* **Text shown**:
<<<<
# Economy Tractor



## tdipaul (Jul 11, 2015)

. 

This machine is for sale near me. Comes with a harrow, 1 bottom plow, deck and front plow. Does not have hydro lift, wheel weights or lights so its not the best candidate for snow, IMO. But Ive always wanted one of these. Per the serial it appears to be a 1964. Has a Kohler and 16" rear tires. Tires are dried out. Needs bushings in the kingpins at the least. And the asking price is in the stratosphere too. 

Does anyone have experience with these machines?


----------



## Kiss4aFrog (Nov 3, 2013)

No experience but since the photos seem to show it's at a dealer it's likely very overpriced. It does seem to be built like a tank though.

Found on line: _"Economy tractors were built by Engineering Products Company (EPCO) of Wisconsin. Production began at the end of World War II. Economy tractors were garden-type tractors assembled from off-the-shelf components. Economy tractors evolved as suburban lawn-and-garden tractor market rose. The Economy brand name was dropped in 1977 in favor of the Power King brand, which continued to the late 1990s."_

Links: Economy/ Power King Tractor History And Information - Power King, Economy Tractor Forum - GTtalk


----------



## crazzywolfie (Jun 2, 2014)

that thing looks pretty cool. i really can't say much about value since i am not familiar with them but stuff like lights should be easy to add. looks like it has a generator on it so it should be able to run lights no problem as long as it is functioning properly. my buddy bought a wheel horse last year and i think i remember him paying $400 for it and it only came with the blade but it is hydraulically lifted/lowered. the tires on it were really weather and the guy nearly didn't get it started when we went to look at it. the lights on it also don't work very good at all. i am guessing stator or whatever charges the battery on it sucks which at least shouldn't be as much of an issue on that economy tractor.


----------



## UNDERTAKER (Dec 30, 2013)

*Looks cool but not digging the lack of sheet metal around the drive shaft area. don't see any safe place to rest your tired tootsies either. I would pass on that 1 just my 2 cents anyway.*


----------



## Kiss4aFrog (Nov 3, 2013)

It looks like it's missing the cover for the driveshaft that's also the foot rest.


.


----------



## crazzywolfie (Jun 2, 2014)
>>>>
* **Extracted records**:
<<<<
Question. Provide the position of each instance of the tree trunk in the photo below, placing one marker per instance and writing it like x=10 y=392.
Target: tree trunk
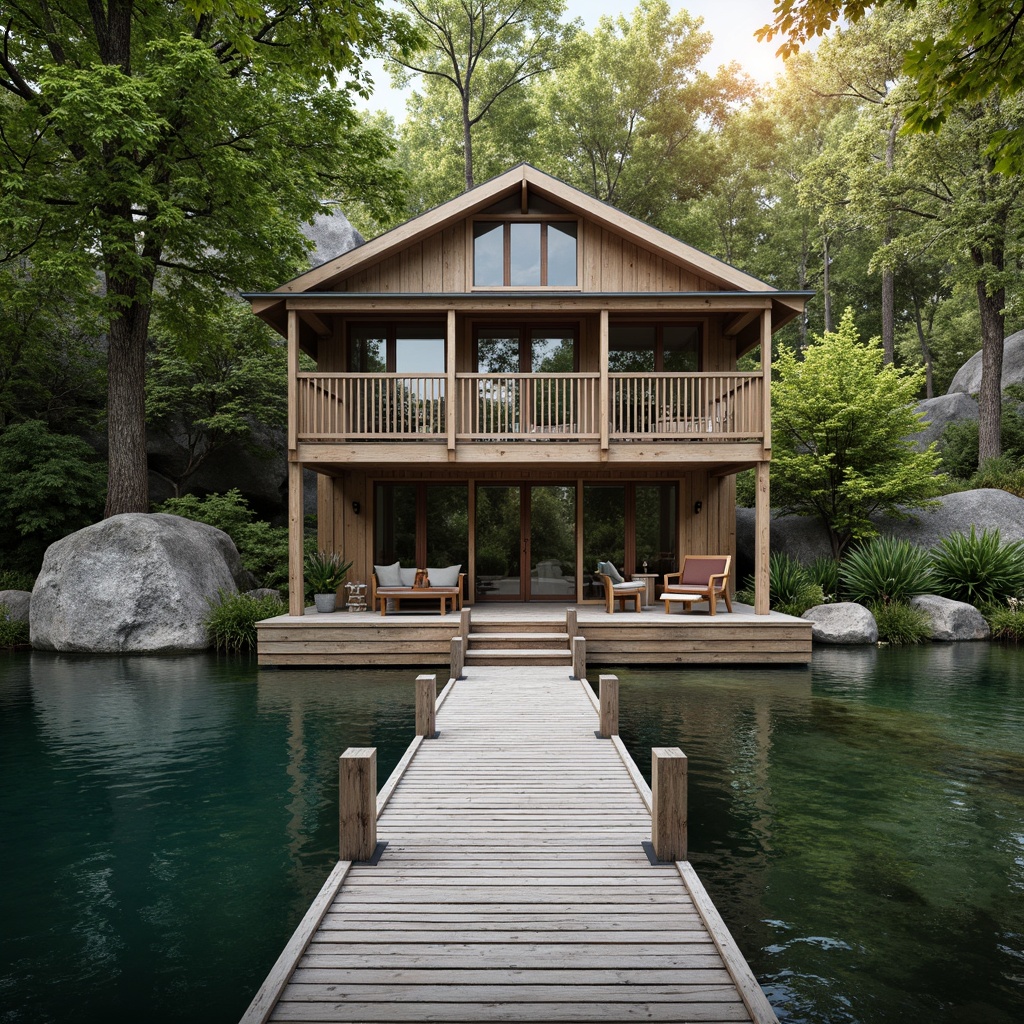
x=128 y=483
x=990 y=396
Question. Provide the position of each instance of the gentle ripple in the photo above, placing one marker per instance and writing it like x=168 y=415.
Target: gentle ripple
x=859 y=824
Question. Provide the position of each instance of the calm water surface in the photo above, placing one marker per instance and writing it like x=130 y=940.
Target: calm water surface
x=860 y=825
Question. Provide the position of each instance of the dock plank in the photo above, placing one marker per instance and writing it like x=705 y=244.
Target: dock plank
x=514 y=886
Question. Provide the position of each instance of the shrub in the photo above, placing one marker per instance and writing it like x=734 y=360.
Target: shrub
x=12 y=634
x=263 y=548
x=978 y=569
x=791 y=587
x=1007 y=623
x=824 y=571
x=886 y=569
x=900 y=624
x=230 y=624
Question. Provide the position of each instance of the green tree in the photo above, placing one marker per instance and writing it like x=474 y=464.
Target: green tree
x=50 y=485
x=214 y=389
x=627 y=119
x=839 y=422
x=975 y=54
x=188 y=139
x=478 y=52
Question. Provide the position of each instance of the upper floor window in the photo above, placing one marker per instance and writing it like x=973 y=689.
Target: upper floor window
x=524 y=253
x=396 y=348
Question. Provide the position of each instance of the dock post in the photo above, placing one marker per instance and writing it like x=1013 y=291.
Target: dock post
x=608 y=695
x=668 y=785
x=357 y=804
x=458 y=656
x=426 y=706
x=580 y=657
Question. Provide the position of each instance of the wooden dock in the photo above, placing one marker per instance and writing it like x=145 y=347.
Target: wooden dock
x=514 y=885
>>>>
* **Required task A**: Print the passage of the tractor thread starting at "This machine is" and ending at "with these machines?".
* **Required task B**: Pick up the thread on the Economy tractor after its last line and carry it forward.
The records have no connection to the thread about the Economy tractor.

* **Task answer A**:
This machine is for sale near me. Comes with a harrow, 1 bottom plow, deck and front plow. Does not have hydro lift, wheel weights or lights so its not the best candidate for snow, IMO. But Ive always wanted one of these. Per the serial it appears to be a 1964. Has a Kohler and 16" rear tires. Tires are dried out. Needs bushings in the kingpins at the least. And the asking price is in the stratosphere too. 

Does anyone have experience with these machines?

* **Task answer B**:
i really don't see the missing sheet metal being that big of a deal since the driveshaft is not exposed. you clearly see someone has just been resting there feet on the frame for a while


----------



## 69ariens (Jan 29, 2011)

That looks like a early to mid 60s. They are great tractors built very tough . Very strong gear boxes, Dana rear ends Auto motive type clutches. Very collective. I own a 78 1614 . It been in the family since new


----------



## tdipaul (Jul 11, 2015)

.

Thanks for all the info Fella's. 

Right on 69Ariens, its a 1964 per the serial. Thats a beautiful 1614 you have there!

Unfortunately I could not take the machine home with my offer of $1,300. If anyone is interested it is still on the lot at the Belle Mead Garage on Rt 206S in Belle Mead, NJ. The owner of the shop said it is a consigment sale and the machine's owner is pretty stubborn so it might be there a little while(?)

I purchased this W-H instead and while it doesn't have 1/2 the charachter of the Economy it has been a fun project so far and best of all - I have a snowblower for it!









.


----------



## Kiss4aFrog (Nov 3, 2013)

I think it has plenty of character and shined up nicely. 


.


----------



## leonz (Dec 12, 2014)

69ariens said:


> That looks like a early to mid 60s. They are great tractors built very tough . Very strong gear boxes, Dana rear ends Auto motive type clutches. Very collective. I own a 78 1614 . It been in the family since new


======================================================



The single stage snow thrower on you Economy Tractor is a thing of beauty and I wish they would make them again as I would scrap the two stage RAD junk I have in less than a second.

.:crying:


----------



## Kiss4aFrog (Nov 3, 2013)

Just saw this one pop up on my Craigslist but it's physically a bit north in Canada. I guess these guys value these quite highly so I see why your $1,300 didn't take yours home. :sad2: Too bad it didn't.
You still managed to grab a really nice Wheel Horse IMHO.

https://minneapolis.craigslist.org/hnp/grd/d/1970-economy-tractor/6661817447.html

.


----------



## tdipaul (Jul 11, 2015)

.
thats a 24" tire version they are the most sought after. Thing is, a nice Farmall or International Cub can be had for about the same $ and IMO they offer "more" tractor and are much easier to get parts.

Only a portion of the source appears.